> Trecho do documento:

===

Já o professor Robson Valdez, destaca que apesar de os EUA terem sofrido desgaste em sua imagem no ano de 2020, o poder norte-americano ainda prevalece nas relações internacionais.
"Acredito que há espaço para que essa imagem seja recuperada, até porque, gostando ou não dos Estados Unidos, eles são a maior potência econômica, a maior potência política e militar. Apesar de ter uma redução no seu poder relativo de pautar as questões, o poder estrutural dos Estados Unidos ainda é enorme", afirma Valdez, que acredita que o ano termina em um "empate técnico" entre EUA e China.
"Ainda que o governo Trump não tenha conduzido da melhor forma a questão da pandemia, os Estados Unidos têm, vamos dizer, muita gordura para queimar", diz.
Imagem do Brasil se deteriora em ano que deixará mundo mais desigual
O ano de 2020 não foi de boas notícias no Brasil. Além de terminar o ano como o segundo país com mais mortes na pandemia, quase 194 mil óbitos, o país lida com o aumento da miséria e um recorde de 14 milhões de desempregados, conforme dados do IBGE. Segundo o FMI, a economia brasileira deve encolher algo em torno de 5,8% neste ano.

===

> Material fornecido:
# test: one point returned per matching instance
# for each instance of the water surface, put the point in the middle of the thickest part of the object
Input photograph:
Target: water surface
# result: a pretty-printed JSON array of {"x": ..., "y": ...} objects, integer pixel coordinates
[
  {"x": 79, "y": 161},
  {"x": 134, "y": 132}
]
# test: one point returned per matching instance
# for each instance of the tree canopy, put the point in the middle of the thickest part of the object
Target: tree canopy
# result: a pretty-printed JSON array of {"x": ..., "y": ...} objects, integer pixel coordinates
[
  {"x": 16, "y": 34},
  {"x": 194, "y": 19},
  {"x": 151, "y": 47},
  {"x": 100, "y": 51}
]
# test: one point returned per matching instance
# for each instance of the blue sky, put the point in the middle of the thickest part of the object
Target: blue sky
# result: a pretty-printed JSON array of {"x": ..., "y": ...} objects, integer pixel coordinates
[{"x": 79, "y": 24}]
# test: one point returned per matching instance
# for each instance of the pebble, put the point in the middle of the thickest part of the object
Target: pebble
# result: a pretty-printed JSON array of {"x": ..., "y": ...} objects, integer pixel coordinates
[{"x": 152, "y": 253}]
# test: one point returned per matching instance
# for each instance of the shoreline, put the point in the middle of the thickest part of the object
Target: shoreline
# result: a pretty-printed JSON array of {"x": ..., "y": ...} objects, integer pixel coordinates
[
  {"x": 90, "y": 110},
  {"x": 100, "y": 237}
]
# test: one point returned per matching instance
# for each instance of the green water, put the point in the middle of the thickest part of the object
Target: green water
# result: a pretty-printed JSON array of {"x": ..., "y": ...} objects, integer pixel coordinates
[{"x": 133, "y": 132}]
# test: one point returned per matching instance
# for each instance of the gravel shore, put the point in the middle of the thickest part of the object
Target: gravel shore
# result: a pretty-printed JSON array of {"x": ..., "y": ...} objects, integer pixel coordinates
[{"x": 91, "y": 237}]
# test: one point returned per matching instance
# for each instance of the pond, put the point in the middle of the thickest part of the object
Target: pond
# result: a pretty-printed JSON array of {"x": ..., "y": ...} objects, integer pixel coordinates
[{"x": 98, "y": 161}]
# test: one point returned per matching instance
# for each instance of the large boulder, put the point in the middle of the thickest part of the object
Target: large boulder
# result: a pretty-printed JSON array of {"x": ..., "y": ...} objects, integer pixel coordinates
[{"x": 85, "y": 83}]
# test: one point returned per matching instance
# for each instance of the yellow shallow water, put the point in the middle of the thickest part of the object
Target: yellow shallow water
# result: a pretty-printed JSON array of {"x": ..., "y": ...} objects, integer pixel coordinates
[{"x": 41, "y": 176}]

===

> Sobre a tarefa: Liste as áreas em que os Estados Unidos são a maior potência, segundo Robson Valdez no trecho do documento.

> Solução do problema:
- Econômica
- Política
- Militar